Broken bottom will look like Swiss cheese kinda a lot of potholes in the grass. I fish almost every pothole I see they can all hold fish at times. When I say hammered I mean everyone and there brother fish the sound from about April til October! These fish see alot of lures and baits. With the clear water in the sound if your not using fluorocarbon your missing alot of fish they can see you line. Yes the tee box is a golf tee it sticks out into the sound you can't miss it it's just pass the last of 3 canals to the east. Also check the broken docks just past it to they can be good.


----------



## fisheye48 (Sep 28, 2007)

Flatspro said:


> Wirelessly posted
> 
> Broken bottom will look like Swiss cheese kinda a lot of potholes in the grass. I fish almost every pothole I see they can all hold fish at times. When I say hammered I mean everyone and there brother fish the sound from about April til October! These fish see alot of lures and baits. With the clear water in the sound if your not using fluorocarbon your missing alot of fish they can see you line. Yes the tee box is a golf tee it sticks out into the sound you can't miss it it's just pass the last of 3 canals to the east. Also check the broken docks just past it to they can be good.



Leave my fish alone chad!!! I left them there to peacefully relax till I come back!!! 

But take notes on what chad says he kinda knows what he is talking about


----------



## dabutcher (Apr 19, 2008)

I gonna offer a different suggestion. If you are wanting to catch specks and reds then why not fish Blackwater, East and Escambia Bays. Day in and day out you will catch more fish and better quality than you will in the sound. The fish are also not near as pressured.


----------



## nathar (Jun 25, 2009)

dabutcher said:


> I gonna offer a different suggestion. If you are wanting to catch specks and reds then why not fish Blackwater, East and Escambia Bays. Day in and day out you will catch more fish and better quality than you will in the sound. The fish are also not near as pressured.


Been thinking about that. The Sound is convenient and close by. I live near the Walmart in GB. Can you recommend a boat launch up 87?


----------



## dabutcher (Apr 19, 2008)

nathar said:


> Been thinking about that. The Sound is convenient and close by. I live near the Walmart in GB. Can you recommend a boat launch up 87?



Yes I can. If you turn by next to the tom thumb a couple miles north of the east river boat launch there is a pretty good ramp on Live Oak street. The power lines are a short run from that ramp. I don't know the name of the ramp but you can look it up on the Santa Rosa county web page. Look under parks and recreation.


----------



## John B. (Oct 2, 2007)

Wirelessly posted



fisheye48 said:


> On the docks use a gulp shrimp or jerkshad on a jighead


This. 
We caught 5 Redfish in an hour this afternoon in Santa Rosa sound.


----------



## nathar (Jun 25, 2009)

**Set exercise 1:** In the fishing thread, shorten the paragraph that begins "I gonna offer a different suggestion" into a brief bulleted list that keeps its main facts.
**Set exercise 2:** Name each username that heads a post in the fishing thread, listing each one once.
**Set exercise 3:** Please carry the fishing thread on from its final line by writing the post that follows the last header.
The items are not needed for any of this.

**Given information:**
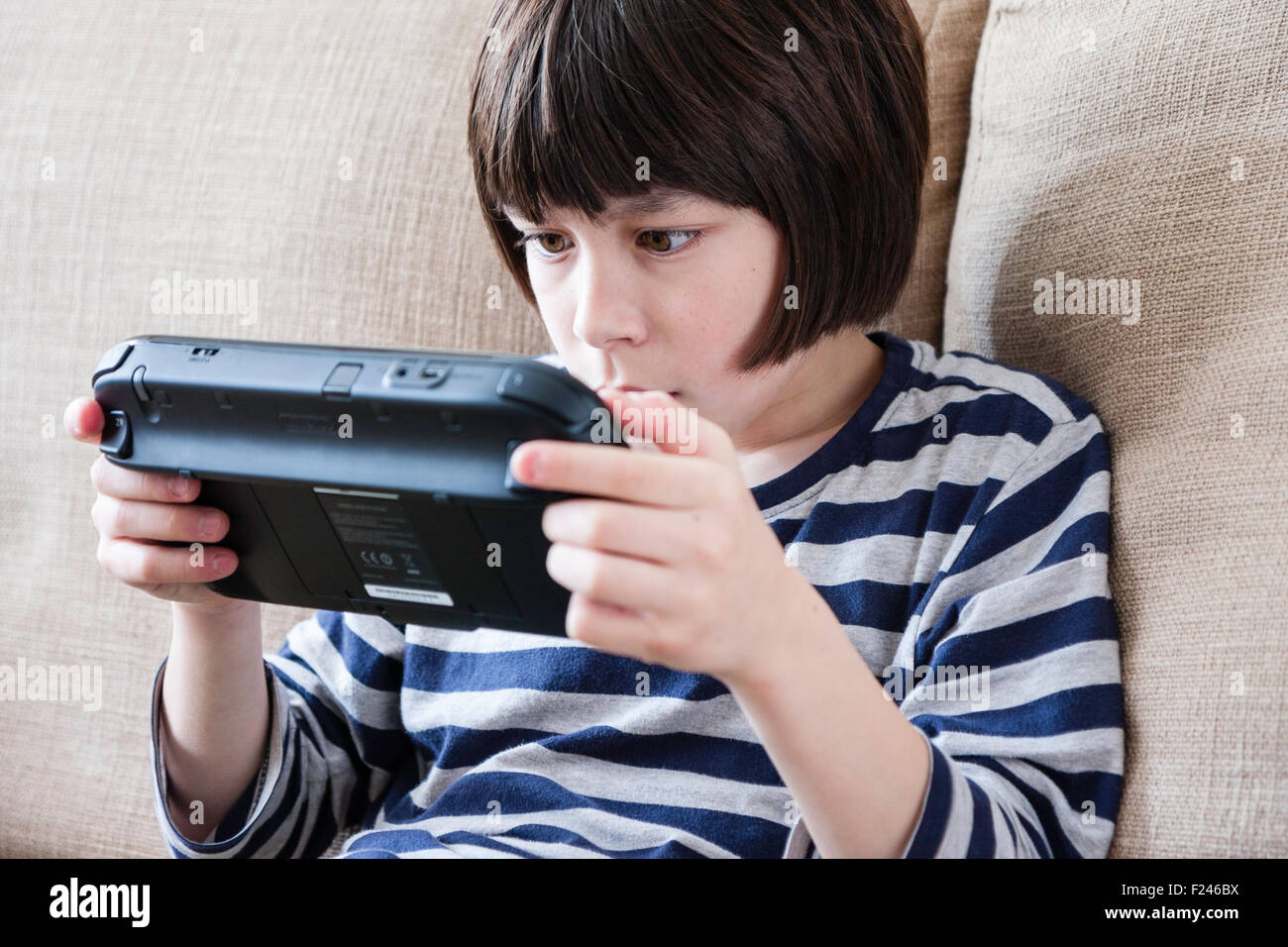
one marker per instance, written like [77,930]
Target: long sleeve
[1013,677]
[335,742]
[1026,757]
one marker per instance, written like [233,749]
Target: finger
[146,566]
[84,420]
[613,579]
[675,428]
[124,483]
[608,472]
[601,625]
[653,534]
[159,521]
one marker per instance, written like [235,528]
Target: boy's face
[665,299]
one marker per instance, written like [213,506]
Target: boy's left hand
[675,565]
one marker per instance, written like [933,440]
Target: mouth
[631,388]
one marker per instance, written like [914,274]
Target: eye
[648,236]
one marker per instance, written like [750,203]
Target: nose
[606,308]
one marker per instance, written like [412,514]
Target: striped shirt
[957,525]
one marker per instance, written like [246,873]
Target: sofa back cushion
[1124,227]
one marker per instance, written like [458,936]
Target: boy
[931,665]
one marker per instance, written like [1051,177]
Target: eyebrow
[636,205]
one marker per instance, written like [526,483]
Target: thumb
[658,418]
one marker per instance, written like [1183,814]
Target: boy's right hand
[136,512]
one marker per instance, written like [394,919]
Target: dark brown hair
[827,141]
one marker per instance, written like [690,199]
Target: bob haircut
[812,112]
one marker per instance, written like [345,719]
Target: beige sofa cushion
[318,151]
[1149,142]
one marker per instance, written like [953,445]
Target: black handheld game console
[357,479]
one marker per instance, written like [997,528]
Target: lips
[631,388]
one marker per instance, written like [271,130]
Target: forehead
[653,201]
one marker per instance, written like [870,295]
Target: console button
[528,386]
[140,390]
[342,377]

**Task answer 1:**
- For specks and reds, try Blackwater, East and Escambia Bays instead of the sound.
- Day in and day out, those bays give more fish and better quality.
- The fish there are far less pressured.

**Task answer 2:** fisheye48, dabutcher, nathar, John B.

**Task answer 3:**
Flatspro said:


> Wirelessly posted
> 
> Broken bottom will look like Swiss cheese kinda a lot of potholes in the grass. I fish almost every pothole I see they can all hold fish at times. When I say hammered I mean everyone and there brother fish the sound from about April til October! These fish see alot of lures and baits. With the clear water in the sound if your not using fluorocarbon your missing alot of fish they can see you line. Yes the tee box is a golf tee it sticks out into the sound you can't miss it it's just pass the last of 3 canals to the east. Also check the broken docks just past it to they can be good.


I think I found it. South of Willowood Cir. on Google Maps.


----------



## nathar (Jun 25, 2009)

John B. said:


> Wirelessly posted
> 
> 
> 
> ...


Congrats. Now, how about some value-added comments vis-a-vis what you think_ I'm_ doing wrong.


----------



## nathar (Jun 25, 2009)

dabutcher said:


> Yes I can. If you turn by next to the tom thumb a couple miles north of the east river boat launch there is a pretty good ramp on Live Oak street. The power lines are a short run from that ramp. I don't know the name of the ramp but you can look it up on the Santa Rosa county web page. Look under parks and recreation.


Google Maps says that is the Holley boat ramp. I don't see any parking though. Where do you park?

I take it you mentioned the power lines for a reason?

BTW, is that the East River?

I see what looks like pretty good drop-offs once you get past the power lines. From what I've read, Specks and Redfish will push in near the shore line in the early morning, but move to deeper water once the sun comes up. Would those drop offs be a prime location?


----------



## WW2 (Sep 28, 2007)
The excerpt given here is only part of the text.